Natural-language object grounding data:
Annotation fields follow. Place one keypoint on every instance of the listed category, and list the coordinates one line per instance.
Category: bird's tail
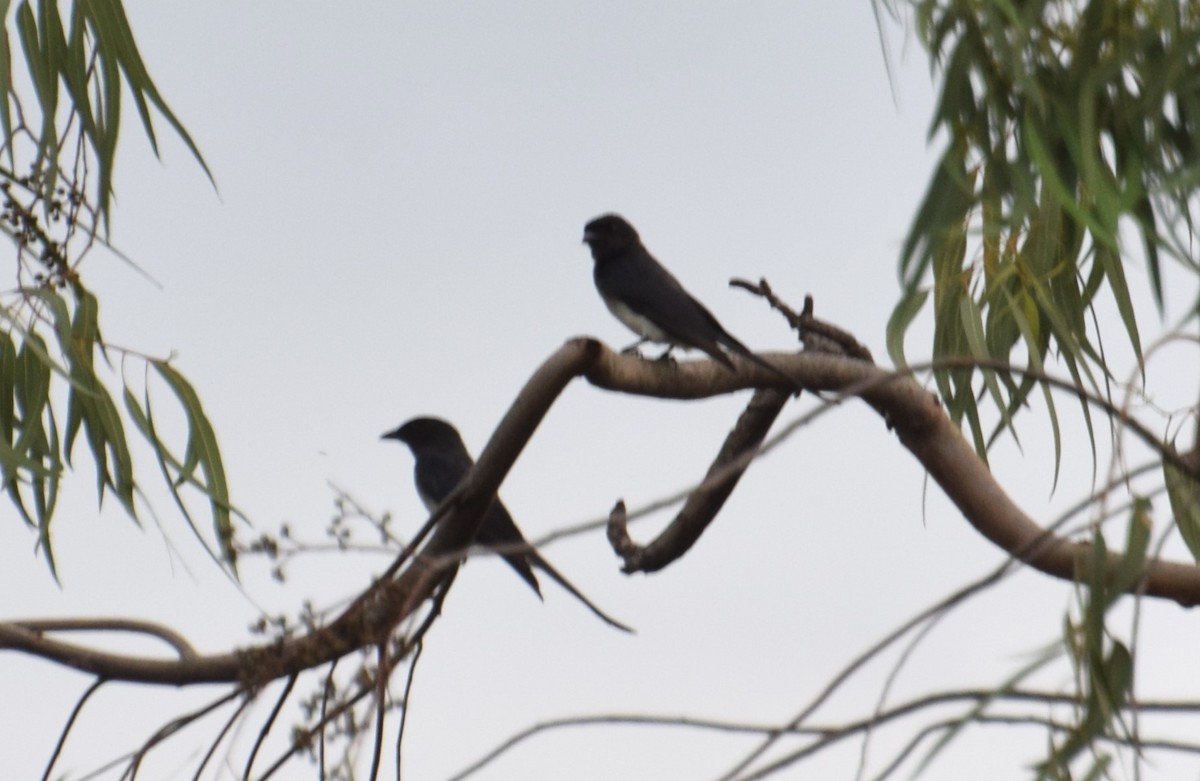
(545, 566)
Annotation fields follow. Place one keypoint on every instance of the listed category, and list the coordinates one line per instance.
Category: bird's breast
(637, 323)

* _Task objective_: Give an exact copy of the entries, excluding all pictures.

* _Answer to the exercise_:
Annotation fields follow. Place one keypoint on every instance of the listed category, and list the coordinates one line per instance.
Category: bird's tail
(545, 566)
Annotation fields follow. Place one keypoint on every instance of the listed category, and list the coordinates one line per instance.
Category: bird's breast
(637, 323)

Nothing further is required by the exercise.